#### Material to process ####

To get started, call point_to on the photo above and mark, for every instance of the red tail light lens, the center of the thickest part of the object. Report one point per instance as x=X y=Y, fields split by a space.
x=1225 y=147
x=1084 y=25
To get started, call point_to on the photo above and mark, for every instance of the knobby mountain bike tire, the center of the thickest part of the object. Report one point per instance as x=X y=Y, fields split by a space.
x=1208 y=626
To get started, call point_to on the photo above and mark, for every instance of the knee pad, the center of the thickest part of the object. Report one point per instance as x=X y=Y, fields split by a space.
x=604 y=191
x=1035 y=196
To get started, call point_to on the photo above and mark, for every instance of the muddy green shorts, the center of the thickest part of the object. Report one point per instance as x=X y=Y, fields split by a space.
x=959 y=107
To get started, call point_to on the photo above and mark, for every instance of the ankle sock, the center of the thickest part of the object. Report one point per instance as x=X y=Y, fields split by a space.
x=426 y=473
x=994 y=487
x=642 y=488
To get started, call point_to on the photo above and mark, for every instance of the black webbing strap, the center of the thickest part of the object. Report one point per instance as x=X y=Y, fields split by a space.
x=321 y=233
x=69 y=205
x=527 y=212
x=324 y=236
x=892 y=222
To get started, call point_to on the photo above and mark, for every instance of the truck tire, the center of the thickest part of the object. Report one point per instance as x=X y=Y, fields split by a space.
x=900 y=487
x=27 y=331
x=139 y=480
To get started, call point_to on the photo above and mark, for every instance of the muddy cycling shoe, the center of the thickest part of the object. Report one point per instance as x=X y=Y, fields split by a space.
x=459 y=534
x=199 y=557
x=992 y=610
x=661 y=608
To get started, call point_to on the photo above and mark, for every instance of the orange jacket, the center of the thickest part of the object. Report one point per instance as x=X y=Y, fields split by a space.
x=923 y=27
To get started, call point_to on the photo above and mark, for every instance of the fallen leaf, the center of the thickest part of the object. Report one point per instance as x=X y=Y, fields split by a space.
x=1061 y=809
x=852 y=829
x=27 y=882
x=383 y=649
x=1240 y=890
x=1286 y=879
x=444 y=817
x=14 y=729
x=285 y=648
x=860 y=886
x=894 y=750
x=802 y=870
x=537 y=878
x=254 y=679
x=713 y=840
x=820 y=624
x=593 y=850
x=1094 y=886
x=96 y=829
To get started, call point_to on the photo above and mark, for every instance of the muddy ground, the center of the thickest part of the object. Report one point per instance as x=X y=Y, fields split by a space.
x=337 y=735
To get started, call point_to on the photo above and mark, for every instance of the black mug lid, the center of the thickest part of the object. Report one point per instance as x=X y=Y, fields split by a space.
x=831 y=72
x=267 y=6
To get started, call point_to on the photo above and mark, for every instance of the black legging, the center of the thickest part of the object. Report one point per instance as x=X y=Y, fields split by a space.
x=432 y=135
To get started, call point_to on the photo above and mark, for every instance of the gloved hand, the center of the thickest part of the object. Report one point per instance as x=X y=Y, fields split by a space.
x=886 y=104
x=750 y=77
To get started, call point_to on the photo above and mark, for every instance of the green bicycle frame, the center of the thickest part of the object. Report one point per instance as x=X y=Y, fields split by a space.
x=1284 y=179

####

Switch "thickest part" to "widest part" everywhere it occurs in the listing, then write out the whole listing again with nothing else altered.

To get started, call point_to on the photo above and mark, for every instance of the red tail light lens, the center of the widest part of the object. Report one point per instance as x=X y=Y, fields split by a space.
x=1225 y=147
x=1084 y=25
To get started, call point_to on the photo above and mark, for every instance of the knobby mountain bike tire, the center of the widest part of the object. Report one point per instance as x=X y=Y, fields split by a space.
x=1208 y=626
To get started, call point_to on the photo above and mark, for every instance of the knee pad, the center of the widest part of the object. Report one point per instance as x=X y=Y, fields split by a space.
x=604 y=191
x=1035 y=196
To get started, call point_to on the photo above and mark, for every instance of the muddy green shorts, the center of the widest part of the object. Report one point per instance as x=X y=Y, fields split by a space.
x=959 y=107
To get started, call point_to on the photo above and mark, for every instance of the ankle sock, the center of the widest part of the object. Report one point per instance as x=X y=Y, fields split by a space.
x=426 y=473
x=994 y=487
x=642 y=488
To get started, call point_to on the photo above and mark, for every instance of the black webbing strap, the center of the widest part of the object. Report one point per instance as x=X y=Y, fields split by a space.
x=321 y=233
x=69 y=205
x=527 y=212
x=324 y=236
x=892 y=222
To get started, call point_to on the photo above and mark, for every instance of the truck tire, the center of the widest part of the object. Report one point per instance as x=X y=Y, fields split by a space.
x=900 y=487
x=27 y=331
x=139 y=480
To get started, call point_to on the photo above and mark, for every instance of the muddy cycling shoe, the center of the widest part of the object. Report one point per instance as x=X y=Y, fields split by a space.
x=459 y=534
x=199 y=557
x=992 y=610
x=661 y=608
To get started, call point_to on the photo above and mark, for every instance of the orange jacket, the center of the widest part of the object. Report one point per instance as x=X y=Y, fields split by a space.
x=923 y=27
To get started, call point_to on the photo above and mark, for every instance of the fallen leaf, the center of the widest part of the object. Report one point per instance as x=X y=Y, fields split by a space.
x=1061 y=809
x=852 y=829
x=27 y=882
x=383 y=649
x=1240 y=890
x=1286 y=879
x=444 y=817
x=14 y=729
x=285 y=648
x=860 y=886
x=894 y=750
x=802 y=870
x=537 y=878
x=254 y=679
x=713 y=840
x=820 y=624
x=593 y=850
x=1094 y=886
x=96 y=829
To get started, call point_to on the photo above and mark, for every instance of the muddy ground, the center of the widest part of the object. Report one point per instance as x=X y=Y, fields split by a space.
x=337 y=735
To get started, call point_to on the photo above and mark, for every instance of the black mug lid, the center of the widest part of the object. Report one point per instance as x=X y=Y, fields split by a space.
x=831 y=72
x=267 y=6
To get started, call point_to on the photo above and mark, for every instance of the black legging, the center of the widest part of the object. Report one point per instance as x=X y=Y, fields split by a space.
x=432 y=135
To get started, call point_to on the photo above and mark, for every instance of the gloved hand, the center of the widest part of the object. Report one point per instance as x=X y=Y, fields split by a space.
x=886 y=104
x=750 y=77
To get started, call point_to on the photo above and mark, for every instance of the green bicycle frame, the center of the widest part of the object. Report one point per instance as x=X y=Y, fields split by a space.
x=1284 y=179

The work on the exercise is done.